INSTRUCTIONS FOR THE TASK:
Repeat exactly, and only, the lines from the one containing "Q: Report x and y for each instance of the trimmed" through the end of the records.

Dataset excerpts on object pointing
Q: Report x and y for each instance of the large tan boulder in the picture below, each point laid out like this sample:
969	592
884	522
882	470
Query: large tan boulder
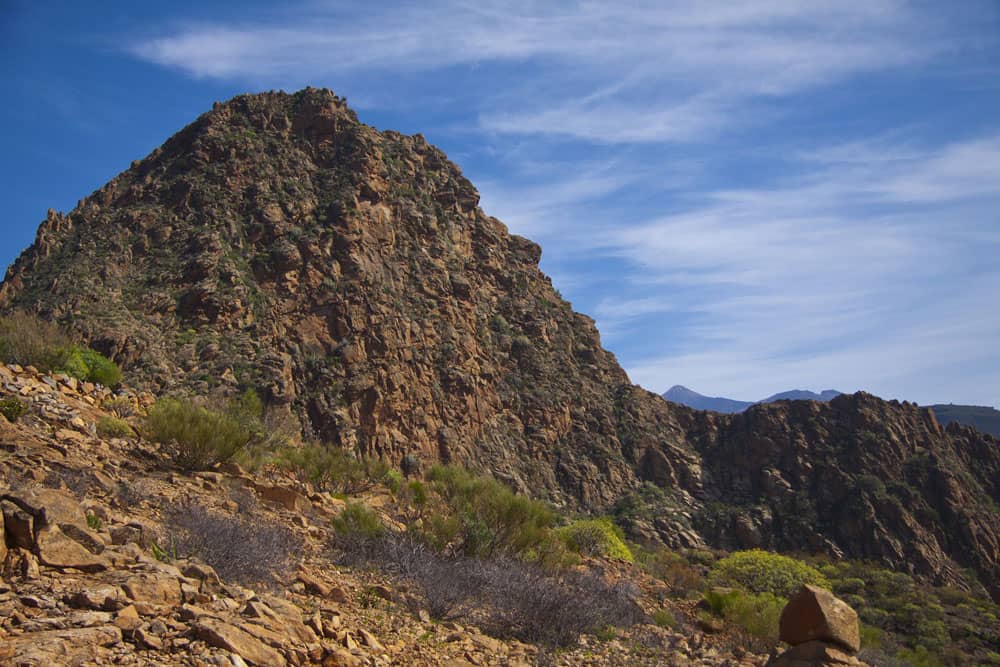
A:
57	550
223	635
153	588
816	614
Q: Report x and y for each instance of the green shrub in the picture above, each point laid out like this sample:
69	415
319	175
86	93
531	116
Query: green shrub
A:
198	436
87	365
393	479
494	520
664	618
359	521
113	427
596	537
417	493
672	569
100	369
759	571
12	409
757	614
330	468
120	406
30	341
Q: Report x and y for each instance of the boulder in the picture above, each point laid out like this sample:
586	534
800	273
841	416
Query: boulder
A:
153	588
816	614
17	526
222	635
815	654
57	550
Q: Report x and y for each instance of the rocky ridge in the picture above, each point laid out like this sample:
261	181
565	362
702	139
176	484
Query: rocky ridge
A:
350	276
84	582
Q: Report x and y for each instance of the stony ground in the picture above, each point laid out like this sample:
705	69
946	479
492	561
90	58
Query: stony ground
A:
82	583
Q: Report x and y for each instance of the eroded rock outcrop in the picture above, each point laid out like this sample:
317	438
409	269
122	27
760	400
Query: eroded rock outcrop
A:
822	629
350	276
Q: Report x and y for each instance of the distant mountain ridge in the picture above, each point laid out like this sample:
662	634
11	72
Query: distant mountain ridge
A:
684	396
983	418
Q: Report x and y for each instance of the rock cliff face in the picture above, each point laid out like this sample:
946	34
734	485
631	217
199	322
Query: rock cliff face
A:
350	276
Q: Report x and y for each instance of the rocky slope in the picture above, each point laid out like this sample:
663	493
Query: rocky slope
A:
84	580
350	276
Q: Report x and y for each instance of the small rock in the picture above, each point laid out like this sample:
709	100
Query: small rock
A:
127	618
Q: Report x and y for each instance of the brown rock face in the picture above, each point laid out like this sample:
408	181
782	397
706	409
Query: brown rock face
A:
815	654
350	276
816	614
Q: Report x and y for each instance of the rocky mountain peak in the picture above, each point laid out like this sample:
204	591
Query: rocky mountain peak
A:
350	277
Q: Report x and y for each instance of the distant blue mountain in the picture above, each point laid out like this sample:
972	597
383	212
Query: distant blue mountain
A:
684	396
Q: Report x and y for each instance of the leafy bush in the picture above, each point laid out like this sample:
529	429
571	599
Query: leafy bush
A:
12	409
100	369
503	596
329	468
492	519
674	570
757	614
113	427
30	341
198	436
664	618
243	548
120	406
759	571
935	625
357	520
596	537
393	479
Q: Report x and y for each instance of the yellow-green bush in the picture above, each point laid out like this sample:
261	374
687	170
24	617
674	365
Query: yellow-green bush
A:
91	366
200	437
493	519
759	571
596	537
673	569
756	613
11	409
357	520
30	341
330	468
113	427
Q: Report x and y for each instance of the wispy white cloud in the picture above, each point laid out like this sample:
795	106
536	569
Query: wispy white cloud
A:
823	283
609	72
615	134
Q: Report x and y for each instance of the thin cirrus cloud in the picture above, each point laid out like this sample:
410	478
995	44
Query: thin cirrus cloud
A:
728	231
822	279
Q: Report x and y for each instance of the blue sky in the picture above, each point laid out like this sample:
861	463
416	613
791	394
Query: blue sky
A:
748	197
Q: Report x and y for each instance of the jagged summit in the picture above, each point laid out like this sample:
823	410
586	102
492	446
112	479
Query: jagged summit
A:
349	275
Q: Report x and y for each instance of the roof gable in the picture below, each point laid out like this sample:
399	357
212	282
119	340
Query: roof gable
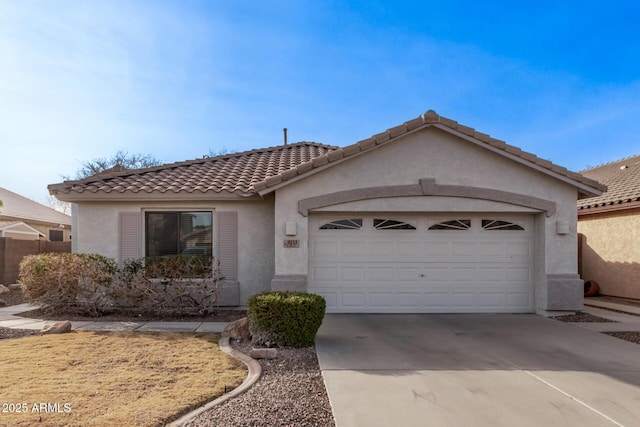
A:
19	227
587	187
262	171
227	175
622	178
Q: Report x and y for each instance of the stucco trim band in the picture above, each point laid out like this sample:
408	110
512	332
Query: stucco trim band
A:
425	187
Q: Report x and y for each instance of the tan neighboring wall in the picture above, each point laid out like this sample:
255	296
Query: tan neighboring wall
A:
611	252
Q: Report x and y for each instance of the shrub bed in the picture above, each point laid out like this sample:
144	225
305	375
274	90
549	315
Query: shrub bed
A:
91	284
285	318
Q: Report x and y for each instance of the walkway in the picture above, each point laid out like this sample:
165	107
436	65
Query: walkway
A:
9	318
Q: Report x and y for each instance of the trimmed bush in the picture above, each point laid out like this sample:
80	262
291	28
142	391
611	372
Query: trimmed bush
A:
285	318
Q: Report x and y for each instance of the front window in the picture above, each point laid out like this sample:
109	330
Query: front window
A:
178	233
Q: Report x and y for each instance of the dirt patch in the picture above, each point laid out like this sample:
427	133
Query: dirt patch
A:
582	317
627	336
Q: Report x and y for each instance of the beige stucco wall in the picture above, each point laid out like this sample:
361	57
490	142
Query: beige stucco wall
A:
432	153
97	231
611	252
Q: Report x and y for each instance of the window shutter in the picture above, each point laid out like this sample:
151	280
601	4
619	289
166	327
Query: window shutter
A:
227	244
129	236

FULL RESPONSE:
Q: Report x and y for each instance of the trimmed bush in the picture above, each point laid out like this sample:
80	262
291	28
142	391
611	372
Query: trimmed bush
A:
285	318
Q: Report x and y for each instance of the front window in the picture above, each point laid out like this sample:
109	330
Query: front window
A:
178	233
Q: Report x and y for each instance of the dirt patch in the picture above, each point laid out like this sample:
427	133
Query: dirt patch
A:
582	317
627	336
Q: Report x and y for each instance of the beige stucco wall in the picture above, each point laid out like this sample:
361	57
490	142
Query: beige stucco wall
A:
432	153
97	231
611	252
Q: Report x and y for each instance of the window shutter in the picture above, each point laid out like this sample:
151	280
601	4
619	289
166	327
Query: window shutter
A:
227	244
129	236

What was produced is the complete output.